**Fragmento proporcionado:**

⟨

Cuando tomo la palabra descubro la importancia que comporta la adopción de un compromiso cívico, crítico y activo, desterrando el silencio y la obediencia ciega como norma de vida. Todavía bulle calladamente en mi mundo interior cierto espíritu combativo, y albergo a veces la temeraria esperanza de volver a actuar en la vida pública sin saber cómo, hasta que, repentinamente, se enciende una clara luz que me advierte que ya estoy viejo para ir a las trincheras. Esa luz ha sido la responsable de mi parón agosteño. ¿Por qué entonces sucumbo y no dedico más atención a otros asuntos relacionados con la condición humana?

Este mes de agosto también he aparcado los largos y solitarios paseos por la orilla del mar esperando la salida del sol y he optado por la montaña donde todas las horas del día han sido tediosas y planas, regidas por el chirriante concierto  interminable del canto de las cigarras. He diseñado un itinerario llevadero, evitando los grandes desniveles, pero caminando hacia la nada. He descubierto que los machadianos debemos reconocer nuestra derrota cuando transitamos en agosto por estos “Campos de Castilla”, porque  no es tiempo de melancolías, sino de luz y horizontes azules. Así es que lo dejo escrito con palabras de Alberti: “Si mi voz muriera en tierra, llevadla al nivel del mar y dejadla en la ribera”.

⟩

**Listado almacenado:**

⟨

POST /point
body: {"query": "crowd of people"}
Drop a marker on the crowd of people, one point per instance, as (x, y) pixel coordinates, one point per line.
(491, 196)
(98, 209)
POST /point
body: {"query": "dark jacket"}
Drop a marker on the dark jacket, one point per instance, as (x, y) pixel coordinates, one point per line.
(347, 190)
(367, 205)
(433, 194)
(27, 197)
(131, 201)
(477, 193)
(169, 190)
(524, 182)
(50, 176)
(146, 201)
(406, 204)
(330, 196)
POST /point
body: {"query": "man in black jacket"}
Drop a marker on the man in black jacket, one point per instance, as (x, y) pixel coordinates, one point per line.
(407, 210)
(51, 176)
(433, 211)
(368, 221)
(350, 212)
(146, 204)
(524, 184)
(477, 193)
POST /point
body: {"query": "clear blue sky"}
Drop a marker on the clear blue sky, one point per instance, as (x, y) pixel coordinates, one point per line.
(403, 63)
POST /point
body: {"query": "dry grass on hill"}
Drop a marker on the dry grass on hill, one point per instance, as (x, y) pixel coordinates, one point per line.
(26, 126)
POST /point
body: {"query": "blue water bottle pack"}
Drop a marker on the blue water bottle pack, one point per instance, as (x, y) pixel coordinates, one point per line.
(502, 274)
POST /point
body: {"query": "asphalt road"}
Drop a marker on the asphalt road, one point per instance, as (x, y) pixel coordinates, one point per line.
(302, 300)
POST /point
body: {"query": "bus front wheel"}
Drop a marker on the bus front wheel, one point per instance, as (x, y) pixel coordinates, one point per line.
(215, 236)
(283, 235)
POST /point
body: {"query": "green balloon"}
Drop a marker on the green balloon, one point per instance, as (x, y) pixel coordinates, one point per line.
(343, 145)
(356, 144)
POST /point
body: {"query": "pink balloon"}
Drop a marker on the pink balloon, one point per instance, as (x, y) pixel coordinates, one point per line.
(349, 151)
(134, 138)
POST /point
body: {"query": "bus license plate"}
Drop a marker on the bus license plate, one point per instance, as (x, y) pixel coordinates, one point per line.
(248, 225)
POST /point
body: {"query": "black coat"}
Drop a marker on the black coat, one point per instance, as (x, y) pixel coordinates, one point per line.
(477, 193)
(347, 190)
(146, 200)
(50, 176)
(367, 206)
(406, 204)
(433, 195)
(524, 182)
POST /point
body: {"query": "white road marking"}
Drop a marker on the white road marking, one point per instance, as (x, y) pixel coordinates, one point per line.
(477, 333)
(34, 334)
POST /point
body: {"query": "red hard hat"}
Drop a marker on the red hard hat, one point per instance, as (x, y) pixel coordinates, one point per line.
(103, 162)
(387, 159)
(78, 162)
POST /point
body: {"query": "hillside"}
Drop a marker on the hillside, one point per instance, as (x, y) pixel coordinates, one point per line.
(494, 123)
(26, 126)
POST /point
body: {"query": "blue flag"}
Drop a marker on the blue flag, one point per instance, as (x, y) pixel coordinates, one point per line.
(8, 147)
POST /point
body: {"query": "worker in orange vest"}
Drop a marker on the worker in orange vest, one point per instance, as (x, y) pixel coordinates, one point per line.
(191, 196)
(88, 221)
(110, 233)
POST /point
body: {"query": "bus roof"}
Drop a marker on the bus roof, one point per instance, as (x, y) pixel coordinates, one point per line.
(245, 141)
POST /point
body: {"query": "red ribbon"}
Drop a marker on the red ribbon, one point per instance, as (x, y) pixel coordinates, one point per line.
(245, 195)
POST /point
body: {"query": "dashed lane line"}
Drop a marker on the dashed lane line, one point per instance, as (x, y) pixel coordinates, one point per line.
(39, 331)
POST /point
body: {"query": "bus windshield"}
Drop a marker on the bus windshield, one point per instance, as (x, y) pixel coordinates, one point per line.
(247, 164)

⟩

**Lista de tareas:**
**1)** Enumera los adjetivos que califican el compromiso mencionado en la primera oración del fragmento.
**2)** Extrae del listado cada línea en la que aparezca la palabra "crowd".
El fragmento y el listado son materiales independientes entre sí.

**Resultados por tarea:**
**1)** cívico, crítico y activo

**2)**
body: {"query": "crowd of people"}
Drop a marker on the crowd of people, one point per instance, as (x, y) pixel coordinates, one point per line.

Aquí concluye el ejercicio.